What you have to do ▸ Please rewrite the material below, replacing "Indicate" with "Mark" and keeping everything else the same.

Point-based annotation data:
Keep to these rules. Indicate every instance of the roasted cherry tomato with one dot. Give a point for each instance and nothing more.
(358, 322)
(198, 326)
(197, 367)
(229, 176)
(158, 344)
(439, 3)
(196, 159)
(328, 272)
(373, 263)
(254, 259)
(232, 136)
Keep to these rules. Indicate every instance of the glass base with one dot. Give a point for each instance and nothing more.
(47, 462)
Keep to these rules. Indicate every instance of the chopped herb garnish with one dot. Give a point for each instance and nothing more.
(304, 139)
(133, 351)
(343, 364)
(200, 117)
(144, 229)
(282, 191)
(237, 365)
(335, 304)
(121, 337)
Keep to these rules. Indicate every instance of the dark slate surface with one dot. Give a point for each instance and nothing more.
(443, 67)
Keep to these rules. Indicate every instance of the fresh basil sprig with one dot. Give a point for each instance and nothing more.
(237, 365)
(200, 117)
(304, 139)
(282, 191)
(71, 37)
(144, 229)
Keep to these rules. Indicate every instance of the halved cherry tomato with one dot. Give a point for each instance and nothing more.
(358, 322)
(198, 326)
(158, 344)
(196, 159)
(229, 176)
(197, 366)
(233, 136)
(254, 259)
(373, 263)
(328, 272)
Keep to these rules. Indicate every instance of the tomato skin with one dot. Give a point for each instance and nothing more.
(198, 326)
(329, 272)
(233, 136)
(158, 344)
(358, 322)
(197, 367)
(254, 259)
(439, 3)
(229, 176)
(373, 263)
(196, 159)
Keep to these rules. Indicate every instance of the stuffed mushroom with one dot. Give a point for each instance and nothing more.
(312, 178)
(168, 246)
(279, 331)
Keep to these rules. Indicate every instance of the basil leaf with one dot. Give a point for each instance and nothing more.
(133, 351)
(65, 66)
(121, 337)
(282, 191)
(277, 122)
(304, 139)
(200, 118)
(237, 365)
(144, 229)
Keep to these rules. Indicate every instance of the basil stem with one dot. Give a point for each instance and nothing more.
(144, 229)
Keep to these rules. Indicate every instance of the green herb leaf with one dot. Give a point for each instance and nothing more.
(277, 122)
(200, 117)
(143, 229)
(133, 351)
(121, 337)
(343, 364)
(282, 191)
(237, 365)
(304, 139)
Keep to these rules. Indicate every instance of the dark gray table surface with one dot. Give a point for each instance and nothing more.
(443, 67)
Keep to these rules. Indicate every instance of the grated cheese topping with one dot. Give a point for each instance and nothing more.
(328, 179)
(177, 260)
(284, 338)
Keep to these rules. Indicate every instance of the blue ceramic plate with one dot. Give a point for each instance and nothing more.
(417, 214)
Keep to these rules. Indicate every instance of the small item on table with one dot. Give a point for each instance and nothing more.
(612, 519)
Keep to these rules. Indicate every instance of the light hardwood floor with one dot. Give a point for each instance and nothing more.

Result ▸
Keep to these rules. Mark every instance of the roasted cherry tomato with one dot. Give a point for each instance and nothing more.
(358, 322)
(198, 326)
(197, 367)
(229, 176)
(158, 344)
(439, 3)
(196, 159)
(328, 272)
(373, 263)
(254, 259)
(232, 136)
Keep to these rules. Mark every instance of the glass base with one dot. Give a point for each instance and nothing more.
(47, 462)
Keep to these rules. Mark every instance of the chopped herb garnish with one dot. Give a point for each instance and nothing more.
(304, 139)
(133, 351)
(343, 364)
(200, 117)
(144, 229)
(282, 191)
(237, 365)
(335, 304)
(121, 337)
Keep to these rules. Mark every instance of the dark slate surface with one dot. Give a point for each instance and nothing more.
(443, 67)
Keep to these rules. Mark every instance of the fresh basil sprig with one dot. Give a point for each instance and nothing more.
(237, 365)
(200, 117)
(304, 139)
(282, 191)
(71, 37)
(144, 229)
Keep to these rules. Mark every instance of the halved cherry tomato with one dot. Give a point for each instance and nothing more.
(358, 322)
(198, 326)
(158, 344)
(196, 159)
(229, 176)
(197, 366)
(233, 136)
(254, 259)
(373, 263)
(328, 272)
Keep to these rules. Mark every instance of the tomato skin with one dot. Give a point for each instance and nothing more.
(198, 326)
(329, 272)
(233, 136)
(158, 344)
(358, 322)
(197, 367)
(254, 259)
(439, 3)
(229, 176)
(373, 263)
(196, 159)
Keep to these rules. Mark every instance of the stuffed mushroom with one dot. Give a point for each instance and nothing more.
(312, 178)
(168, 246)
(279, 331)
Keep to these rules. Mark every instance of the basil leaf with one dot. Give a point for each instance and nothing more.
(133, 351)
(65, 66)
(121, 337)
(282, 191)
(277, 122)
(304, 139)
(200, 118)
(237, 365)
(144, 229)
Keep to these rules. Mark every instance of the basil stem with one dot. Give a point for each instance and nothing more.
(144, 229)
Keep to these rules. Mark every instance of the green herb leaf with one dot. Give a point for each instance and nothing more.
(277, 122)
(200, 117)
(143, 229)
(133, 351)
(121, 337)
(343, 364)
(282, 191)
(237, 365)
(304, 139)
Keep to these rules. Mark every instance of the dark gray table surface with one dot. Give a point for each instance and nothing more.
(443, 67)
Keep to these rules. Mark every instance of the grated cheese topping with one dot. Give a point for each instance and nothing more.
(328, 179)
(177, 260)
(284, 338)
Keep to these rules. Mark every instance of the blue ceramic plate with one dot. Give a point for each instance and nothing more.
(417, 214)
Keep to these rules. Mark every instance of the small item on table with one dot. Give a point for each instance and nothing more.
(612, 519)
Keep to these rules. Mark every instance of the light hardwood floor with one dot. Give a point for each instance and nothing more.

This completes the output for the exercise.